WHAT THE TASK ASKS —
Lines from the one containing "containing the sandstone" through the end of the data below are to be transcribed exactly; leave out all others.

Annotated photo localization data:
-------

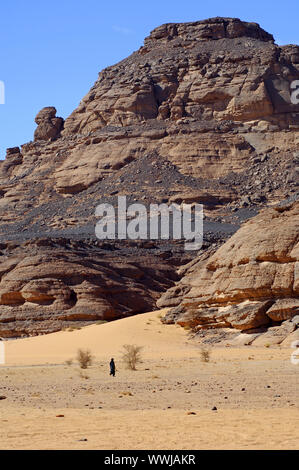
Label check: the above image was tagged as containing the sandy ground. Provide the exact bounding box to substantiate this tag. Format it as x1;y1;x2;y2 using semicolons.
0;309;298;450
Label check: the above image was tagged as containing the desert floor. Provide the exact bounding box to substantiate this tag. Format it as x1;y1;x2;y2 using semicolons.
0;309;298;450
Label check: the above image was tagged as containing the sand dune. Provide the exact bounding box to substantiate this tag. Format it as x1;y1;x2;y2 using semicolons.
1;309;298;450
5;309;192;366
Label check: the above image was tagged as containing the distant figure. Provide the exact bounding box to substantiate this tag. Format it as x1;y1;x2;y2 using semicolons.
110;358;116;377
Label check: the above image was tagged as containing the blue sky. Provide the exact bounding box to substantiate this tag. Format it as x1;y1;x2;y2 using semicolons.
0;0;298;159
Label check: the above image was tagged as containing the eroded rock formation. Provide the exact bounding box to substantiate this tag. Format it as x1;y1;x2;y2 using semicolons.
158;201;299;344
0;238;178;337
34;107;64;142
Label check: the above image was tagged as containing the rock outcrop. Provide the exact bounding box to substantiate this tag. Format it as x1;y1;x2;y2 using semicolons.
1;18;298;206
63;18;282;134
0;17;298;336
0;238;179;337
158;201;299;344
34;107;64;141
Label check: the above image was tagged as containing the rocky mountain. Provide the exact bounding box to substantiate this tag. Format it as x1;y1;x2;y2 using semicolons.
0;17;298;337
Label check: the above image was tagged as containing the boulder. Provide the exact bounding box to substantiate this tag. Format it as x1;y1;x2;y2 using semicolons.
34;106;64;141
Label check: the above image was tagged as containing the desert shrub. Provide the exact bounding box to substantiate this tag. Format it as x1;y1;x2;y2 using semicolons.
121;344;143;370
65;359;73;366
183;325;191;330
77;348;93;369
200;348;210;363
68;325;82;332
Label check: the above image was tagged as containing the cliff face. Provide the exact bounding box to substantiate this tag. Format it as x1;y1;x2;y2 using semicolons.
0;238;179;338
158;201;299;345
0;17;298;337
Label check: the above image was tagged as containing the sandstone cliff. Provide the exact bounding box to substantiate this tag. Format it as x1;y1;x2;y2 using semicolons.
0;238;180;337
158;201;299;345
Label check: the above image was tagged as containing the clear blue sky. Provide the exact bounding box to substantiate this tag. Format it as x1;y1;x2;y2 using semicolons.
0;0;298;159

-------

WRITTEN ANSWER —
Label check: the above image was tagged as containing the sandstone cliff. Provide the exact bounding box to substantiate this tag. Format it as x1;y1;x2;y2 using semicolons.
0;238;180;337
158;201;299;345
Label check: the above image was tagged as containing the clear blue sky. Provide the exact bounding box to substantiate this tag. Format it as x1;y1;x2;y2 using semicolons.
0;0;298;159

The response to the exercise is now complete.